### Source text
##############################

Les corps glorieux, Sept visions brèves de la Vie des ressuscités (French: The Bodies Glorious, Seven Brief Visions of the Life of the Resurrected) are a large cycle for organ composed in the summer of 1939 in Saint-Théoffrey (Isère) by Olivier Messiaen. The work was completed on 25 August 1939, a week before the declaration of the Second World War, and premiered by Messiaen himself on 15 April 1945 at the Palais de Chaillot.

Les corps glorieux marks an evolution in the musical language of Olivier Messiaen, combining features of both Indian classical music and Gregorian chant. The work, together with L'Ascension (1934) and La Nativité du Seigneur (1935), is one of the three early organ cycles of the composer.

##############################

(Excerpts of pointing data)

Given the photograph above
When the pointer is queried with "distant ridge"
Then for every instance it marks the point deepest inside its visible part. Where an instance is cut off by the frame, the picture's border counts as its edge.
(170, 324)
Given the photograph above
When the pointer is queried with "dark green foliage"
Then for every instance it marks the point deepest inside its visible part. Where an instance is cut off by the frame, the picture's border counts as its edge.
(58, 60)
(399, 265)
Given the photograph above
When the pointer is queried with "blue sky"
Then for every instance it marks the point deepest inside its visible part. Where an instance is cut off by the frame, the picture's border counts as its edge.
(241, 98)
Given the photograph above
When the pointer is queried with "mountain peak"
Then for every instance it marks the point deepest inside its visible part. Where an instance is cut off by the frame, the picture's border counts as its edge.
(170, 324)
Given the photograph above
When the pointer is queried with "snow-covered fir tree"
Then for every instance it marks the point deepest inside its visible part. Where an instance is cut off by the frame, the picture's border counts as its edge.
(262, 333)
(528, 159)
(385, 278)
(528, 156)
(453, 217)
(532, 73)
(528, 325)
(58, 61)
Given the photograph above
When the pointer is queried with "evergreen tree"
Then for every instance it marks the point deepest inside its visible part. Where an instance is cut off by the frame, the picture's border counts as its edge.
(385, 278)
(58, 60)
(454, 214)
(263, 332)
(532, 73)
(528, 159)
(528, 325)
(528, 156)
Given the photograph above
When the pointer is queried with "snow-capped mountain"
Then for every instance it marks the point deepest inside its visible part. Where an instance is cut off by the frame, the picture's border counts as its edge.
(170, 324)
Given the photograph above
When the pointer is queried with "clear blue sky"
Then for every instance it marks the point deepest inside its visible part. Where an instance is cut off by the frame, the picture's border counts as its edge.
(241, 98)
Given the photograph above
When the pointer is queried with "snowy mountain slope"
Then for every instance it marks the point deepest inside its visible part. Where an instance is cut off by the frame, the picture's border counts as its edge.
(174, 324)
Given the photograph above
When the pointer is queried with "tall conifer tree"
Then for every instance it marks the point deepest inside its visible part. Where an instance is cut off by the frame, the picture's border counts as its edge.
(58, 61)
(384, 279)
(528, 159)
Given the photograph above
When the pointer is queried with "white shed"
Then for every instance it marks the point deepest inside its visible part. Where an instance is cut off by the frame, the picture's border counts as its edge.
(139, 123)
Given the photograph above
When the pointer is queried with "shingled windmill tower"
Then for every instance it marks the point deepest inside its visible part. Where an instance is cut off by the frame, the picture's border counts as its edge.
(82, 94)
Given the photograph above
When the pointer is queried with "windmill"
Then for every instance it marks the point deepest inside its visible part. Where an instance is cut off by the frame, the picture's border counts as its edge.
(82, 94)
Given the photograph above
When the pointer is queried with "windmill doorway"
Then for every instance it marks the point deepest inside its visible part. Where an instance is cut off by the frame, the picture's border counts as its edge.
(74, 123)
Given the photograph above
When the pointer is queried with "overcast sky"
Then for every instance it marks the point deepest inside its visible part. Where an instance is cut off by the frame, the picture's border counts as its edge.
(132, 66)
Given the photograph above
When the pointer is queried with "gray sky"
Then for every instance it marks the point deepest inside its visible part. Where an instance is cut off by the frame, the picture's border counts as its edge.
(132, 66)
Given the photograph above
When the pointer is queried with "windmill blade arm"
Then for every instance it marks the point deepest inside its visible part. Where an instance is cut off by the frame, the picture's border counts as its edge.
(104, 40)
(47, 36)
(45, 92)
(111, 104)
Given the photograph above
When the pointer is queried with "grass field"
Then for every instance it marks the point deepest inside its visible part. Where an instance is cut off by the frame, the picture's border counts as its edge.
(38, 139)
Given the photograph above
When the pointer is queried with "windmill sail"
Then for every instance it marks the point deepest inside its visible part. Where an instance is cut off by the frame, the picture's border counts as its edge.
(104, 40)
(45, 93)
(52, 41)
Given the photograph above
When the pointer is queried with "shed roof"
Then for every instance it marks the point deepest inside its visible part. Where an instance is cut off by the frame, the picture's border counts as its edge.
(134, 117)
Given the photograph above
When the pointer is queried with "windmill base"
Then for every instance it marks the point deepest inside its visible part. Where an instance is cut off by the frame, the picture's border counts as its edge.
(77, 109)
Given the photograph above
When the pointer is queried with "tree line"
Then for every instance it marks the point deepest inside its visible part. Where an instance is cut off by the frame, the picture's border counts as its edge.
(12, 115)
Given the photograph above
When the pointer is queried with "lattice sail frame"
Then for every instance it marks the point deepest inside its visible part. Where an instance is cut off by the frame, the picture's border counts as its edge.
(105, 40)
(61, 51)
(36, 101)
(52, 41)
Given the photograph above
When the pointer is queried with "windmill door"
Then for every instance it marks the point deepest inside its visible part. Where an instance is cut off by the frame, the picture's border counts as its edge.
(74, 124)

##############################

### Task to complete
In the passage on Les corps glorieux, on what date was the organ cycle completed?

### Finished exercise
25 August 1939